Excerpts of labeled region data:
....
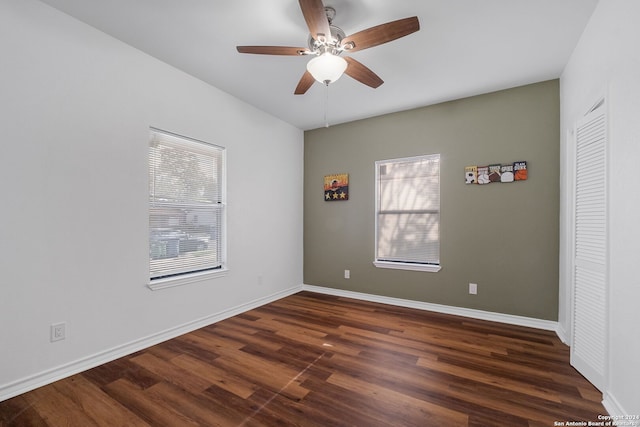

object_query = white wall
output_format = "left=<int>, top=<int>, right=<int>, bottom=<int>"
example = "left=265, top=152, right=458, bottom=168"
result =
left=560, top=0, right=640, bottom=415
left=0, top=0, right=303, bottom=400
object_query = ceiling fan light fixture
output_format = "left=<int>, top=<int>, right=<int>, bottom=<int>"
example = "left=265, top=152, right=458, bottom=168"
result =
left=307, top=52, right=347, bottom=85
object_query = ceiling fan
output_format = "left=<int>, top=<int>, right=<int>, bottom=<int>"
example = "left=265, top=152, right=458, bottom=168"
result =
left=236, top=0, right=420, bottom=95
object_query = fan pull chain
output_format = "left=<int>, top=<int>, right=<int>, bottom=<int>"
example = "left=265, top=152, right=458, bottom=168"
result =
left=324, top=81, right=329, bottom=128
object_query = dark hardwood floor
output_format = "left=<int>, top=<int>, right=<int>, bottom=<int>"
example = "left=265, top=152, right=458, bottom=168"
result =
left=0, top=292, right=605, bottom=427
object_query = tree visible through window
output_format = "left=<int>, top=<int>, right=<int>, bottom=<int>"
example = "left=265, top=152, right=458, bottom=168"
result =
left=149, top=129, right=224, bottom=282
left=374, top=154, right=440, bottom=271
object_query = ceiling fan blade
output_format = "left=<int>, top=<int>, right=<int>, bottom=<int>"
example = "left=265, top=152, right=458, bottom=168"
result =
left=299, top=0, right=331, bottom=40
left=293, top=71, right=316, bottom=95
left=342, top=16, right=420, bottom=52
left=344, top=56, right=384, bottom=89
left=236, top=46, right=309, bottom=56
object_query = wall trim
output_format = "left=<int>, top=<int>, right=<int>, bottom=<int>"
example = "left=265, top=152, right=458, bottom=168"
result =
....
* [Problem description]: Rewrite the listing above as a numbered list, one item per line, skipping any blank lines. Leave the picture out.

* [Full output]:
1. object_query = white wall
2. output_format = "left=<int>, top=<int>, right=<int>, bottom=<int>"
3. example = "left=265, top=152, right=458, bottom=168"
4. result =
5. left=560, top=0, right=640, bottom=415
6. left=0, top=0, right=303, bottom=400
7. object_query = ceiling fan light fixture
8. output_format = "left=<int>, top=<int>, right=<int>, bottom=<int>"
9. example = "left=265, top=152, right=458, bottom=168"
10. result =
11. left=307, top=52, right=347, bottom=85
12. object_query = ceiling fan
13. output_format = "left=<int>, top=<int>, right=<int>, bottom=<int>"
14. example = "left=265, top=152, right=458, bottom=168"
15. result =
16. left=236, top=0, right=420, bottom=95
17. object_query = fan pull chain
18. output_format = "left=<int>, top=<int>, right=<int>, bottom=<int>"
19. example = "left=265, top=152, right=458, bottom=168"
20. result =
21. left=324, top=81, right=329, bottom=128
22. object_query = dark hardwood floor
23. output_format = "left=<int>, top=<int>, right=<int>, bottom=<int>"
24. example = "left=265, top=152, right=458, bottom=168"
25. result =
26. left=0, top=292, right=605, bottom=427
27. object_query = tree visible through window
28. output_format = "left=<int>, top=<int>, right=<int>, bottom=<int>"
29. example = "left=265, top=152, right=458, bottom=168"
30. result =
31. left=149, top=129, right=224, bottom=282
32. left=374, top=154, right=440, bottom=271
33. object_query = ceiling fan blade
34. output_format = "left=<int>, top=<int>, right=<int>, bottom=<int>"
35. example = "left=265, top=152, right=458, bottom=168"
36. result =
37. left=299, top=0, right=331, bottom=40
38. left=293, top=71, right=316, bottom=95
39. left=342, top=16, right=420, bottom=52
40. left=344, top=56, right=384, bottom=89
41. left=236, top=46, right=309, bottom=56
42. object_query = wall trim
43. output_format = "left=<int>, top=<int>, right=<int>, bottom=<int>"
44. example = "left=265, top=152, right=458, bottom=168"
45. result =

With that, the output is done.